**What to produce:**
Return each line in the records below that includes "ceiling".

Records drawn from a dataset:
--

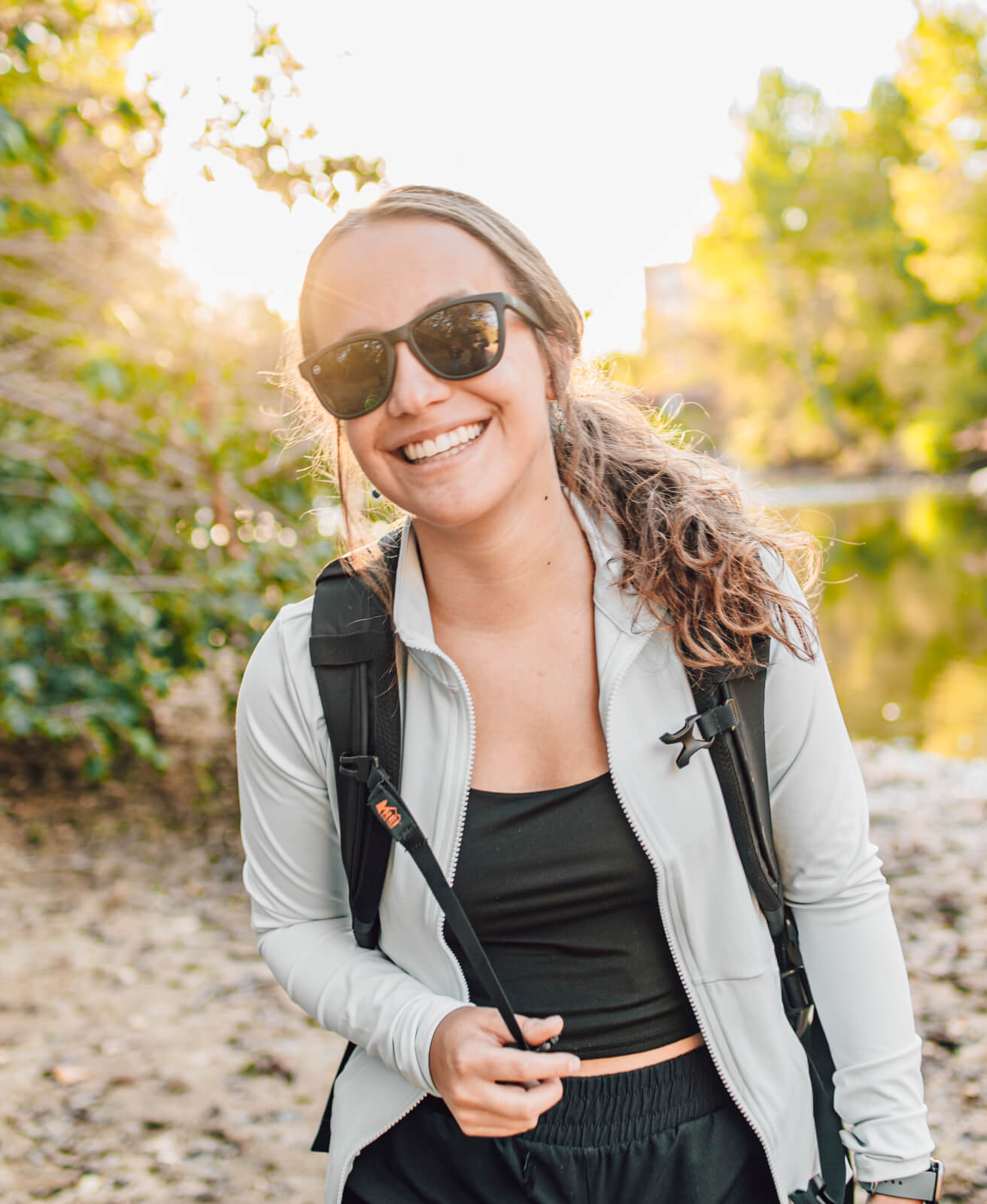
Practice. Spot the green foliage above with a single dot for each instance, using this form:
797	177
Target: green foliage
840	299
150	515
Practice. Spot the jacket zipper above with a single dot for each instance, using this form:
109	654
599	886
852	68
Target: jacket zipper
352	1159
676	959
472	722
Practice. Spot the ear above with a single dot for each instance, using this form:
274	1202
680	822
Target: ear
557	359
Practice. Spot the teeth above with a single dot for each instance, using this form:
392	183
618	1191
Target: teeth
445	442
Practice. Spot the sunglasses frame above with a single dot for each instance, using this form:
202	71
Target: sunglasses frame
390	339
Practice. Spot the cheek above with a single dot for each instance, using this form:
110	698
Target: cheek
360	435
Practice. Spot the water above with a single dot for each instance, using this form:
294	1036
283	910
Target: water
903	616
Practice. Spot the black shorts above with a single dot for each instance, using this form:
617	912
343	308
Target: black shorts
664	1135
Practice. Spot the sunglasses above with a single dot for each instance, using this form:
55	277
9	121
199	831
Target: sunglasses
454	341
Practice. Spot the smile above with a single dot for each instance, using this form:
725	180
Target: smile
445	445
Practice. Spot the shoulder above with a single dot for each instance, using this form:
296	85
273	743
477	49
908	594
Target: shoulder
283	647
278	696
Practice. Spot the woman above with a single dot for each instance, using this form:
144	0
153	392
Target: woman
561	561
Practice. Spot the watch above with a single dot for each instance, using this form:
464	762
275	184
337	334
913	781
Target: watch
927	1185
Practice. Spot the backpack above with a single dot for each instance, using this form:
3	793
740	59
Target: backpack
353	654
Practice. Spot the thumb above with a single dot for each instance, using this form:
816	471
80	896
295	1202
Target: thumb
539	1031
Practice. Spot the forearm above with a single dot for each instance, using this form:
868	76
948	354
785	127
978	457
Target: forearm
858	974
358	993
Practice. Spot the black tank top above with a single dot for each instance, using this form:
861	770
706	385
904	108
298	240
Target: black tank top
565	903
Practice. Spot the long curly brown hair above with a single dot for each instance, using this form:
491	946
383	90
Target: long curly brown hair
692	552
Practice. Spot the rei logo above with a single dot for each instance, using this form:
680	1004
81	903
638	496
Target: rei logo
390	816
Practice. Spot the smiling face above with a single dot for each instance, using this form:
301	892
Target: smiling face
451	453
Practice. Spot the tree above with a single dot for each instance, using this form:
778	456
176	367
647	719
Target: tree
828	315
147	507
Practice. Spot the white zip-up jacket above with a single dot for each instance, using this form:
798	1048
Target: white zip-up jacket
389	1001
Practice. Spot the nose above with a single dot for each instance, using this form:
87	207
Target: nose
415	387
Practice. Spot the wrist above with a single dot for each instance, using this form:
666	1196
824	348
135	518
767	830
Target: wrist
922	1187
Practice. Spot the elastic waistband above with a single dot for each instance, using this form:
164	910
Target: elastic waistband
613	1109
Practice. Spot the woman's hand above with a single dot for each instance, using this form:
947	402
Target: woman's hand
490	1090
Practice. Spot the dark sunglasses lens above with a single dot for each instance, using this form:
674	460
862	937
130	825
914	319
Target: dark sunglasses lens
352	379
459	340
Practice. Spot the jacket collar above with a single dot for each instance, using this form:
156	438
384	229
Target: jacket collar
413	620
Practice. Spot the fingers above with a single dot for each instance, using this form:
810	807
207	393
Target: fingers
506	1109
491	1089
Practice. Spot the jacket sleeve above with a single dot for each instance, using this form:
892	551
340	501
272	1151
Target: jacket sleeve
295	878
834	885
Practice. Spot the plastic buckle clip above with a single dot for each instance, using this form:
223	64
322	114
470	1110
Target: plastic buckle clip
710	722
355	766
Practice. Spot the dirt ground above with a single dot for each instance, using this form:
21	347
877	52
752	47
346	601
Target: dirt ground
147	1055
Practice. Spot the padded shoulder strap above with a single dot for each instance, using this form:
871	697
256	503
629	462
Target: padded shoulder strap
352	650
742	770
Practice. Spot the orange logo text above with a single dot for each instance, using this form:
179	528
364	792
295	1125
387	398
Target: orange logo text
390	816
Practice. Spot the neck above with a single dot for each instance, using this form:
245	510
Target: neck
509	571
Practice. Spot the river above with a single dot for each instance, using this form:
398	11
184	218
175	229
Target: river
903	614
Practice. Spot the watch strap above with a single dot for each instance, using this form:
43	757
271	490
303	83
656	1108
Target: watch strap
927	1185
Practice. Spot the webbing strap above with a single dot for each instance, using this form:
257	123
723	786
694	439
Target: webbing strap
352	652
397	822
739	758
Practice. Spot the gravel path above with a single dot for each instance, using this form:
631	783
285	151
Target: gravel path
147	1055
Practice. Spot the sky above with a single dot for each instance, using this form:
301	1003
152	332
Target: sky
594	126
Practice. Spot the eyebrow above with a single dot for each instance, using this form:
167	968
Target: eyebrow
436	301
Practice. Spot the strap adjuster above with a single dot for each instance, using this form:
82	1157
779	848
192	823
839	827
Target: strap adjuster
355	766
710	724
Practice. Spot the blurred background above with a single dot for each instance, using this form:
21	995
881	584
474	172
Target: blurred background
776	214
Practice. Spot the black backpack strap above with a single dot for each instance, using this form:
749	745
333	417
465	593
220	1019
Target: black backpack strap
353	655
731	722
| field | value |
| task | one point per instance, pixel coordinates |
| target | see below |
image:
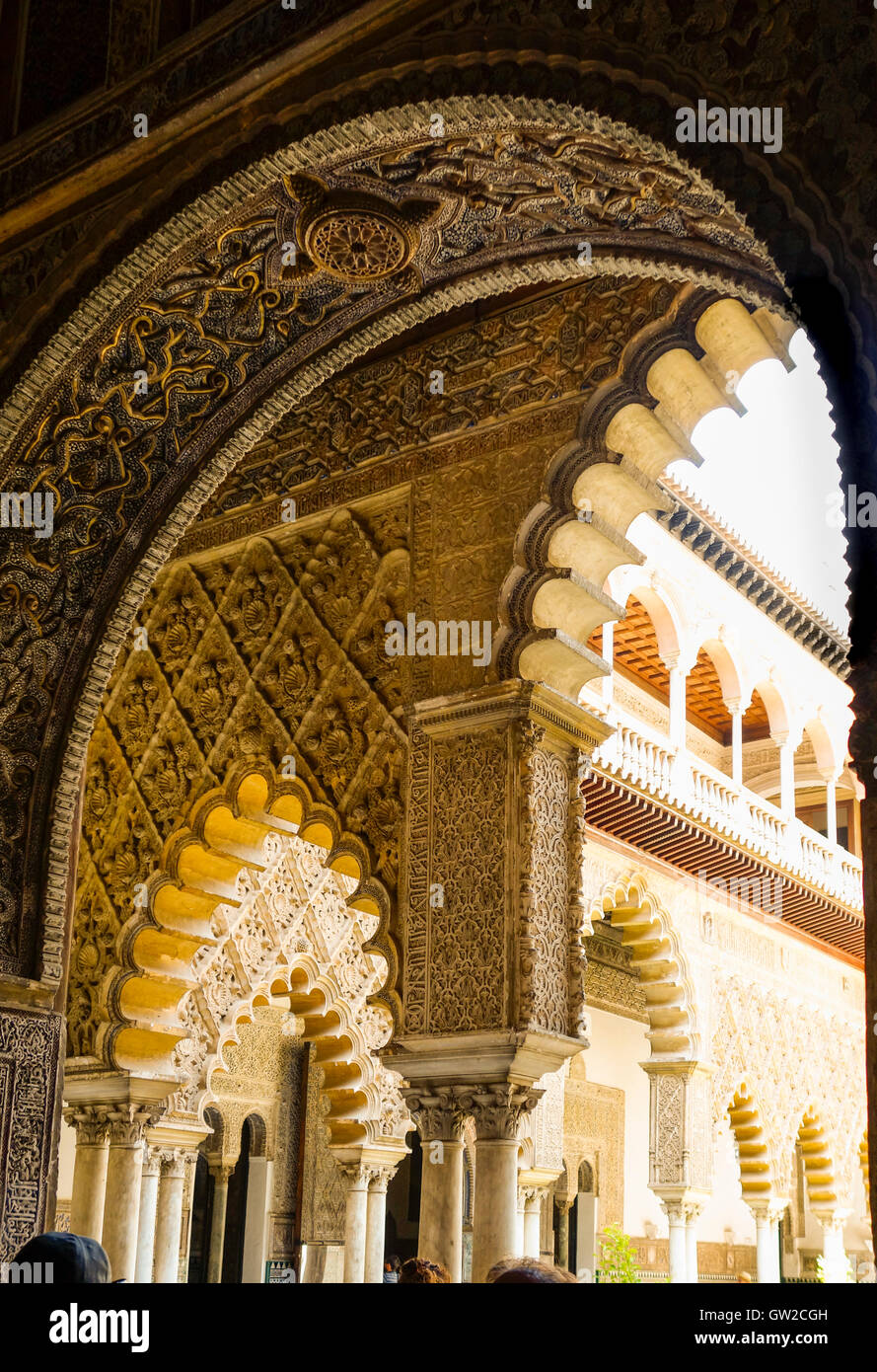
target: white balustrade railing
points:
(637, 755)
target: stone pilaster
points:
(440, 1121)
(495, 908)
(127, 1126)
(89, 1171)
(680, 1154)
(148, 1202)
(497, 1110)
(219, 1172)
(767, 1212)
(169, 1216)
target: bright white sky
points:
(767, 475)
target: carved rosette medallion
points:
(351, 236)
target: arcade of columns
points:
(490, 996)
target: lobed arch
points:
(659, 963)
(777, 704)
(666, 616)
(207, 866)
(629, 432)
(757, 1168)
(818, 1160)
(830, 745)
(729, 671)
(206, 257)
(362, 1101)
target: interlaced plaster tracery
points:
(535, 178)
(291, 928)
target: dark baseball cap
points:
(74, 1258)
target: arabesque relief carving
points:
(270, 653)
(211, 331)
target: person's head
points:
(74, 1258)
(527, 1272)
(421, 1272)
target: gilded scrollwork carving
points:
(236, 660)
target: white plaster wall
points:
(725, 1207)
(619, 1045)
(66, 1160)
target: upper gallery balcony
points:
(725, 717)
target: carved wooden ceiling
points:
(634, 653)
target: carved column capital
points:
(91, 1122)
(577, 901)
(356, 1175)
(767, 1209)
(436, 1111)
(499, 1108)
(381, 1176)
(127, 1125)
(173, 1163)
(151, 1161)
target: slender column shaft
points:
(496, 1205)
(834, 1253)
(677, 706)
(89, 1172)
(691, 1246)
(169, 1219)
(217, 1228)
(122, 1196)
(356, 1223)
(376, 1216)
(831, 808)
(767, 1241)
(532, 1217)
(736, 745)
(440, 1237)
(563, 1234)
(787, 776)
(679, 1249)
(609, 634)
(145, 1228)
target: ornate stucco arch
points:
(632, 428)
(224, 873)
(657, 956)
(253, 335)
(796, 1061)
(757, 1167)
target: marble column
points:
(376, 1220)
(520, 1248)
(608, 653)
(693, 1214)
(834, 1255)
(679, 675)
(532, 1219)
(497, 1111)
(767, 1214)
(736, 742)
(676, 1213)
(787, 773)
(169, 1217)
(563, 1234)
(127, 1125)
(148, 1200)
(356, 1220)
(89, 1174)
(440, 1124)
(831, 804)
(219, 1172)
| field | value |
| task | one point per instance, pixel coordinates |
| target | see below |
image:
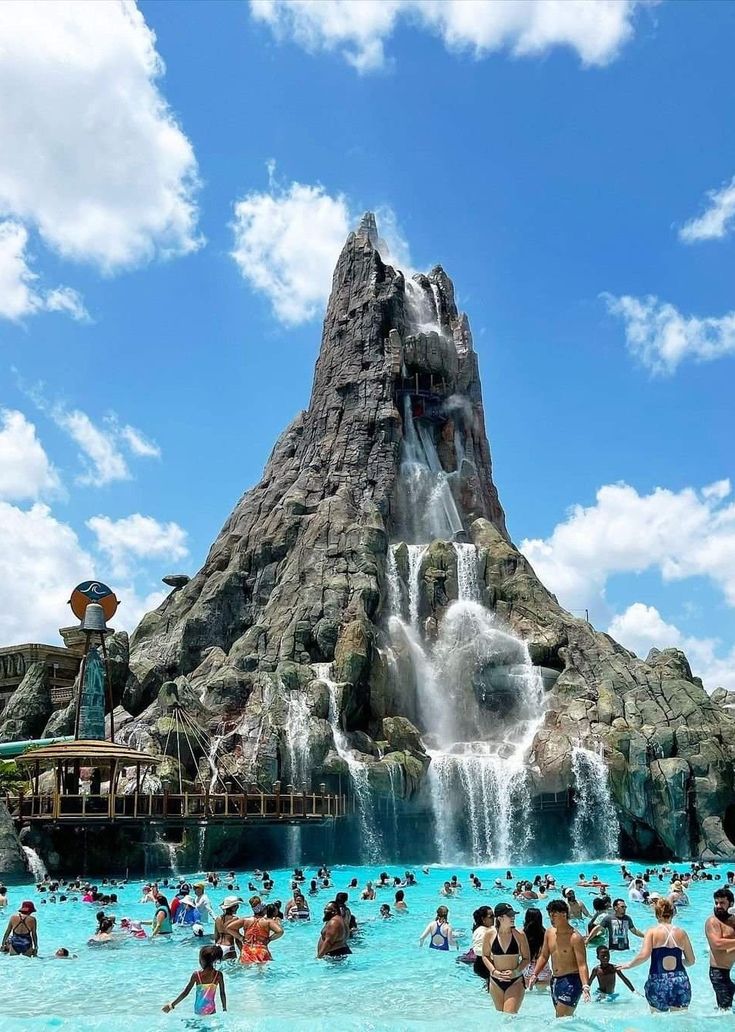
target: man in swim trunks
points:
(223, 938)
(334, 933)
(721, 936)
(569, 961)
(22, 933)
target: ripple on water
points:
(387, 986)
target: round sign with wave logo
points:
(89, 591)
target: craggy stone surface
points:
(12, 861)
(297, 578)
(29, 707)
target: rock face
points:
(29, 708)
(282, 638)
(12, 862)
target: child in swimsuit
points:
(205, 981)
(606, 975)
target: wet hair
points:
(664, 909)
(209, 956)
(480, 914)
(724, 893)
(534, 929)
(560, 906)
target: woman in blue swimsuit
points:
(506, 954)
(670, 952)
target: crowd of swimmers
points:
(512, 958)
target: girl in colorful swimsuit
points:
(206, 980)
(506, 955)
(670, 952)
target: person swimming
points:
(206, 980)
(22, 933)
(441, 932)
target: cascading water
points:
(479, 698)
(467, 573)
(429, 505)
(415, 556)
(35, 865)
(357, 770)
(596, 829)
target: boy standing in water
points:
(205, 981)
(606, 974)
(569, 961)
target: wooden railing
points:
(180, 808)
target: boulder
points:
(29, 708)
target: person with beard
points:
(720, 929)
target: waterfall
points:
(297, 739)
(201, 842)
(35, 865)
(357, 770)
(415, 556)
(467, 573)
(429, 504)
(596, 829)
(480, 733)
(394, 604)
(172, 859)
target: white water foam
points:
(596, 829)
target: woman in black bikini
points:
(506, 954)
(22, 935)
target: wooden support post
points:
(277, 793)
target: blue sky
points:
(571, 168)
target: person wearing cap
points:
(506, 954)
(223, 937)
(187, 912)
(440, 931)
(22, 933)
(565, 946)
(201, 901)
(618, 925)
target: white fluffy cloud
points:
(25, 469)
(662, 337)
(102, 446)
(287, 239)
(20, 293)
(641, 627)
(678, 534)
(40, 560)
(286, 243)
(92, 156)
(716, 221)
(138, 444)
(137, 538)
(358, 29)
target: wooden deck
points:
(174, 810)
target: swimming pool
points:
(389, 985)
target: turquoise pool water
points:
(388, 984)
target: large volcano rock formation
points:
(281, 643)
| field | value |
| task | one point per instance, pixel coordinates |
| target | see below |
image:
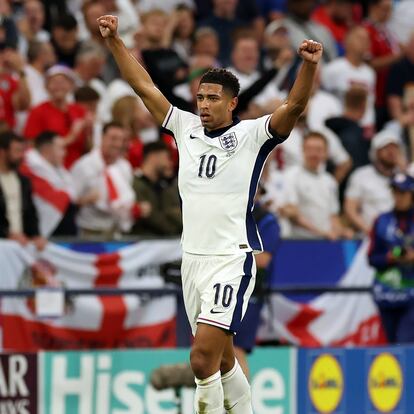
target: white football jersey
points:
(218, 176)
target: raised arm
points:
(285, 116)
(132, 71)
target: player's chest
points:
(220, 164)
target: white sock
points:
(236, 388)
(209, 395)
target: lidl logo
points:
(326, 384)
(385, 382)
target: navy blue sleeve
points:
(379, 250)
(395, 82)
(269, 231)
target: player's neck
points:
(218, 129)
(354, 59)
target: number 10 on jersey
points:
(207, 169)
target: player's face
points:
(215, 106)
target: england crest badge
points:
(228, 141)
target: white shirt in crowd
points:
(322, 106)
(11, 188)
(372, 190)
(168, 6)
(292, 149)
(38, 94)
(340, 75)
(90, 173)
(274, 199)
(269, 93)
(315, 194)
(37, 85)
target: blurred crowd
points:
(81, 156)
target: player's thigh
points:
(190, 270)
(224, 298)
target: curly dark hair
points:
(222, 77)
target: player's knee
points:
(227, 363)
(202, 363)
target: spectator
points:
(40, 56)
(18, 215)
(14, 91)
(154, 184)
(56, 201)
(8, 29)
(105, 170)
(247, 12)
(391, 253)
(57, 115)
(290, 152)
(338, 16)
(269, 231)
(130, 112)
(128, 18)
(180, 31)
(65, 39)
(300, 26)
(368, 192)
(92, 40)
(89, 100)
(385, 51)
(401, 76)
(224, 21)
(245, 61)
(311, 200)
(88, 68)
(163, 63)
(31, 25)
(322, 105)
(89, 28)
(272, 9)
(206, 43)
(348, 128)
(405, 129)
(167, 6)
(402, 20)
(351, 70)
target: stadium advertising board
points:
(18, 384)
(118, 382)
(361, 380)
(386, 373)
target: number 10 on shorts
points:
(226, 295)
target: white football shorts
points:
(217, 289)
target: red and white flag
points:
(92, 321)
(53, 190)
(331, 319)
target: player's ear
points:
(233, 103)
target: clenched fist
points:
(108, 25)
(310, 51)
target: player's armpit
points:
(139, 79)
(283, 119)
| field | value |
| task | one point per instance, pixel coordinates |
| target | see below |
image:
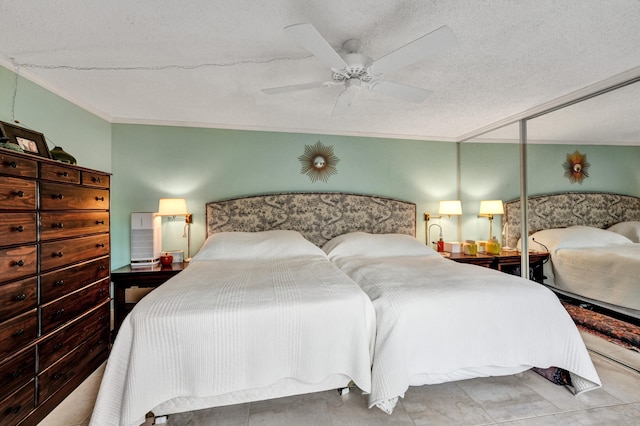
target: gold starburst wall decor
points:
(318, 162)
(576, 167)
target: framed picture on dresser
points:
(30, 141)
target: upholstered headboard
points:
(317, 216)
(597, 209)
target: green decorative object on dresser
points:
(60, 154)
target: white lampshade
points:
(450, 208)
(491, 207)
(172, 207)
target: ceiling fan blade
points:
(343, 103)
(409, 93)
(427, 45)
(309, 38)
(294, 88)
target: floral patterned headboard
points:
(317, 216)
(597, 209)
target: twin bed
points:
(593, 240)
(263, 312)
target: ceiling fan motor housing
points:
(357, 67)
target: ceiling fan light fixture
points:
(354, 70)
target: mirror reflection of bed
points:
(595, 121)
(594, 263)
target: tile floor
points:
(522, 399)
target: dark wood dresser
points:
(54, 282)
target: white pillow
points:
(257, 245)
(630, 230)
(575, 237)
(375, 245)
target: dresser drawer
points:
(74, 363)
(64, 197)
(73, 305)
(17, 194)
(18, 332)
(95, 179)
(17, 166)
(18, 262)
(60, 282)
(18, 297)
(17, 228)
(62, 225)
(17, 372)
(17, 406)
(96, 323)
(56, 254)
(59, 173)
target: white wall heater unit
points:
(146, 239)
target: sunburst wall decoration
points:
(318, 162)
(576, 167)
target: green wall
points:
(83, 134)
(152, 162)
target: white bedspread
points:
(440, 321)
(238, 330)
(609, 274)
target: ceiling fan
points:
(355, 70)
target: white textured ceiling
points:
(203, 62)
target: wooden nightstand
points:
(144, 277)
(506, 261)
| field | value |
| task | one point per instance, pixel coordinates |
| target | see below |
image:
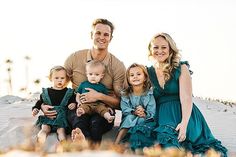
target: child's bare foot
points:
(108, 117)
(79, 142)
(77, 135)
(80, 111)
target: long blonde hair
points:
(127, 88)
(173, 60)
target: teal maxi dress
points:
(198, 135)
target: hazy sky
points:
(49, 30)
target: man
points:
(94, 126)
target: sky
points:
(49, 30)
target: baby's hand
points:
(72, 106)
(35, 111)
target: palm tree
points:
(37, 83)
(27, 59)
(9, 63)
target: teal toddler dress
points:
(135, 124)
(198, 135)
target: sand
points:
(16, 123)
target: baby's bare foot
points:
(77, 135)
(108, 117)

--

**Task solution:**
target: carved wooden ceiling
target: ceiling fan blade
target: ceiling fan motor housing
target: ceiling fan light fixture
target: ceiling fan
target: white textured ceiling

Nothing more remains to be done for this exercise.